Material for this exercise:

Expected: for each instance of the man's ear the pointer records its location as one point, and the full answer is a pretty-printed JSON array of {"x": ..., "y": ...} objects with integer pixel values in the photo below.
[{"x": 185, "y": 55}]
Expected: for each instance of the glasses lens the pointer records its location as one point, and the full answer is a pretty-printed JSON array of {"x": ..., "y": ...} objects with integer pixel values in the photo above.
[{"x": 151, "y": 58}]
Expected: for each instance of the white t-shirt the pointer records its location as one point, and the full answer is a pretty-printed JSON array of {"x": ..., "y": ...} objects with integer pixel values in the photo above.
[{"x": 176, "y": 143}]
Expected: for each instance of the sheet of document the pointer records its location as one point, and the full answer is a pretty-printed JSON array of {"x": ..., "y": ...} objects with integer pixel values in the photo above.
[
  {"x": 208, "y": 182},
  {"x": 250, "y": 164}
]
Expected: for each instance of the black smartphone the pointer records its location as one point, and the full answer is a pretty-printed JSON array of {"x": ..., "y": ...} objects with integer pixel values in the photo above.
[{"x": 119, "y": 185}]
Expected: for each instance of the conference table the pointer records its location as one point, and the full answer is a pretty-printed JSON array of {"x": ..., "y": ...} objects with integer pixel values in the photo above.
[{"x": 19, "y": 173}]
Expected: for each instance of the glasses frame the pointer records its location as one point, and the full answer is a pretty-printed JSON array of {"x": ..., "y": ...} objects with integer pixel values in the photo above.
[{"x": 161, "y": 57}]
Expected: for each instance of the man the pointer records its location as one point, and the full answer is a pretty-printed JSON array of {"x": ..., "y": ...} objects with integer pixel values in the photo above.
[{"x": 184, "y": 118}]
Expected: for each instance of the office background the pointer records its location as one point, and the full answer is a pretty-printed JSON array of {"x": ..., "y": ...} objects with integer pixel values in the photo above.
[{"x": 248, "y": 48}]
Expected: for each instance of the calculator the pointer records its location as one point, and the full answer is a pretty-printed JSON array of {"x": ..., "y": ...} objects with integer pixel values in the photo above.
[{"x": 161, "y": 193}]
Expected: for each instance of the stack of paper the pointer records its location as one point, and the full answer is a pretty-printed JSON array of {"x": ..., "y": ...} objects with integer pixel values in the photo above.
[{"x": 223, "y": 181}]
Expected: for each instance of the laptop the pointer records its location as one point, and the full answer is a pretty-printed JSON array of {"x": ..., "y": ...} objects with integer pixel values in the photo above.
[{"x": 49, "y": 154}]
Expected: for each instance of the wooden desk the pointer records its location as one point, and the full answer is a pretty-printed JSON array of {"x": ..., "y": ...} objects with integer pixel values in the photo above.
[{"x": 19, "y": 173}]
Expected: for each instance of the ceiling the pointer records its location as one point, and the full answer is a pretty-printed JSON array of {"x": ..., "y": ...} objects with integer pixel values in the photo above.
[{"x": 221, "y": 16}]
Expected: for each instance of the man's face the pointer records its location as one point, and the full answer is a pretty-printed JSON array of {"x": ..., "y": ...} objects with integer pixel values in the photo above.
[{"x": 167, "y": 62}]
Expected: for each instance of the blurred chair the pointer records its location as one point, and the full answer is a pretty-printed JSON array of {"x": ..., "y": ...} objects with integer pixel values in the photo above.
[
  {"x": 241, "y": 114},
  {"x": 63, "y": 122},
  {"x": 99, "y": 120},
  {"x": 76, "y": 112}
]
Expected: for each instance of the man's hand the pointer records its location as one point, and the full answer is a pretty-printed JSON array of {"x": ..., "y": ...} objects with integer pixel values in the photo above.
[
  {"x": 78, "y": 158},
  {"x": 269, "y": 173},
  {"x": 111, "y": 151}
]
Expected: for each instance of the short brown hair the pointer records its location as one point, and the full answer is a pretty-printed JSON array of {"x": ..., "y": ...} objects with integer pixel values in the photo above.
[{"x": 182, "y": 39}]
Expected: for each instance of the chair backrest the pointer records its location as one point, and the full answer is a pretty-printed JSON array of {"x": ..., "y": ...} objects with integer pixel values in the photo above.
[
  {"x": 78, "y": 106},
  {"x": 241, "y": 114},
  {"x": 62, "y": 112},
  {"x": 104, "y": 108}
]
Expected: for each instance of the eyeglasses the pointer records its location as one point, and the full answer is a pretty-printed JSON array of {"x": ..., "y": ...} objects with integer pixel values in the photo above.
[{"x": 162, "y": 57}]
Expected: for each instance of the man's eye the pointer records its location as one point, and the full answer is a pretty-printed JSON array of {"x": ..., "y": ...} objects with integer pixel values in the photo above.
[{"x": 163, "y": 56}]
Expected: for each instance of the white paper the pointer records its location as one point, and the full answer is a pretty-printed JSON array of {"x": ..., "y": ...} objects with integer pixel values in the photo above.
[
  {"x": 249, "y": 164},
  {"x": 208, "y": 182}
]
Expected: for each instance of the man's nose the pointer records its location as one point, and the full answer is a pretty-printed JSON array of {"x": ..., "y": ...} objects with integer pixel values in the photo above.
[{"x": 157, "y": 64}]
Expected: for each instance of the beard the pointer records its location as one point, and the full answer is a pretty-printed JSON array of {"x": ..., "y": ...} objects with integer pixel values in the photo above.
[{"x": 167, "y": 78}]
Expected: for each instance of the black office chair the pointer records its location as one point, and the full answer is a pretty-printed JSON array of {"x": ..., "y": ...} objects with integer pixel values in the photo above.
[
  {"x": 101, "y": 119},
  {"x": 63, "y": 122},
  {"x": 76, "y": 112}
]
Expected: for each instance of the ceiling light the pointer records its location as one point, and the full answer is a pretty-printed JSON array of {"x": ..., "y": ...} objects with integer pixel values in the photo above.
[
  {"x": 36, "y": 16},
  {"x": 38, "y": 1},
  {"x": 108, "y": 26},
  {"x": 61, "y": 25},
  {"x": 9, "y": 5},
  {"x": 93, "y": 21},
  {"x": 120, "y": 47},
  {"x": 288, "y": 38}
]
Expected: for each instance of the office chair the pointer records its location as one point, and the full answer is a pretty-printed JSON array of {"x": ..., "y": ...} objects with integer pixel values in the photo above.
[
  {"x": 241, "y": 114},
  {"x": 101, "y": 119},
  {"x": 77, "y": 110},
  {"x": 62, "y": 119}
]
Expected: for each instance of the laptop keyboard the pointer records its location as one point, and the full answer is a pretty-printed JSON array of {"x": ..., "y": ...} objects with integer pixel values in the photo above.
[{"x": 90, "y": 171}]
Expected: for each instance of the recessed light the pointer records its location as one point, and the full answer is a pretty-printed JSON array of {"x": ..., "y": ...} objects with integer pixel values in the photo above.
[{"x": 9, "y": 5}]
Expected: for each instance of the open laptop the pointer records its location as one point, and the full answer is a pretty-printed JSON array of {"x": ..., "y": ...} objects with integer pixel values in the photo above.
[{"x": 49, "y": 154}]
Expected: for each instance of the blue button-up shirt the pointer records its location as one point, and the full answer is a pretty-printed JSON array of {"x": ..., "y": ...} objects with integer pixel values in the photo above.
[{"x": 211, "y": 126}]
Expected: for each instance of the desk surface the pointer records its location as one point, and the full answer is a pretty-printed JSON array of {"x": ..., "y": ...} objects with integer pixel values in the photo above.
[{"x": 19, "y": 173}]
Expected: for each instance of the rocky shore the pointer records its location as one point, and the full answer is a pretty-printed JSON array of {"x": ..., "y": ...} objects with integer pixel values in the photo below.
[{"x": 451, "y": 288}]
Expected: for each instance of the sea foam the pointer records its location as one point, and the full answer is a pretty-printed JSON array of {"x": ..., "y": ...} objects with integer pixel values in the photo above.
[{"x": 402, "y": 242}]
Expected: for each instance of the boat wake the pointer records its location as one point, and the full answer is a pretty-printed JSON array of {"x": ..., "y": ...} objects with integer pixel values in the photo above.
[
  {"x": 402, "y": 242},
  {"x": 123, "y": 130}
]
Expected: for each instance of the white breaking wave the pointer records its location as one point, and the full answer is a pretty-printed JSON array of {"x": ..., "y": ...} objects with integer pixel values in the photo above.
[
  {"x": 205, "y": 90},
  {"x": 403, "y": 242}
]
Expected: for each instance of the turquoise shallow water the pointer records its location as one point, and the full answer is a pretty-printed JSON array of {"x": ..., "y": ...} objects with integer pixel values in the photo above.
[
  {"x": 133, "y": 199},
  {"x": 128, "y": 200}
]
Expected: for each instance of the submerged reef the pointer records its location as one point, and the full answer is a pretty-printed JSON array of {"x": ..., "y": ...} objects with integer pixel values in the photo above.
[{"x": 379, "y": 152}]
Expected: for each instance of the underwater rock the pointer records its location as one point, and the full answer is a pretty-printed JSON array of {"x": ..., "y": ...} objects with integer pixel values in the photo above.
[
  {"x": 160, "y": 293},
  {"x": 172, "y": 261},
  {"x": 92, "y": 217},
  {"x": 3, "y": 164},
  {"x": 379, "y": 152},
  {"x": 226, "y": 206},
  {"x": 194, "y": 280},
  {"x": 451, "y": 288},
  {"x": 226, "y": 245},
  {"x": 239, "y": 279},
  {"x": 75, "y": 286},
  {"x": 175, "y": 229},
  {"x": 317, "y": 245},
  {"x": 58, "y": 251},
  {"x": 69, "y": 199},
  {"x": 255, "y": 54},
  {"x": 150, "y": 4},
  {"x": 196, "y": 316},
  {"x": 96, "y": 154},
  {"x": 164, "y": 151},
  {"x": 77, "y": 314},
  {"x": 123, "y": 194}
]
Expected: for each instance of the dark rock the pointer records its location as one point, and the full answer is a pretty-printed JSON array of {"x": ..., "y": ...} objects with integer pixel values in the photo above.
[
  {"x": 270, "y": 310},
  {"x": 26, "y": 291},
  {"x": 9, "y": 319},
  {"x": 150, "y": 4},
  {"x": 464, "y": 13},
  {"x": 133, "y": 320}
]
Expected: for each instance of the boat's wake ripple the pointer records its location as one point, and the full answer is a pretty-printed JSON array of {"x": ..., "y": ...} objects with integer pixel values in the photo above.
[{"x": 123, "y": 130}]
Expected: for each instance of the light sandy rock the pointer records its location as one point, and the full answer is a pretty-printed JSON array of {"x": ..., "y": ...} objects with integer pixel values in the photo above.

What needs to be done: Exact copies of the lines from the one holding "Expected: for each instance of the boat's" to the end of the entries are all that should be written.

Answer space:
Expected: for each instance of the boat's wake ripple the pointer records its location as one point, and the full answer is a pretty-printed JSON array of {"x": ..., "y": ...} objects with integer pixel values in the photo above.
[{"x": 123, "y": 130}]
Expected: for each instance of the light sandy rock the pointer records its location as one point, and the full answer is a pretty-printed JSON array of {"x": ..., "y": ...} objects with integer pixel values in the photo above.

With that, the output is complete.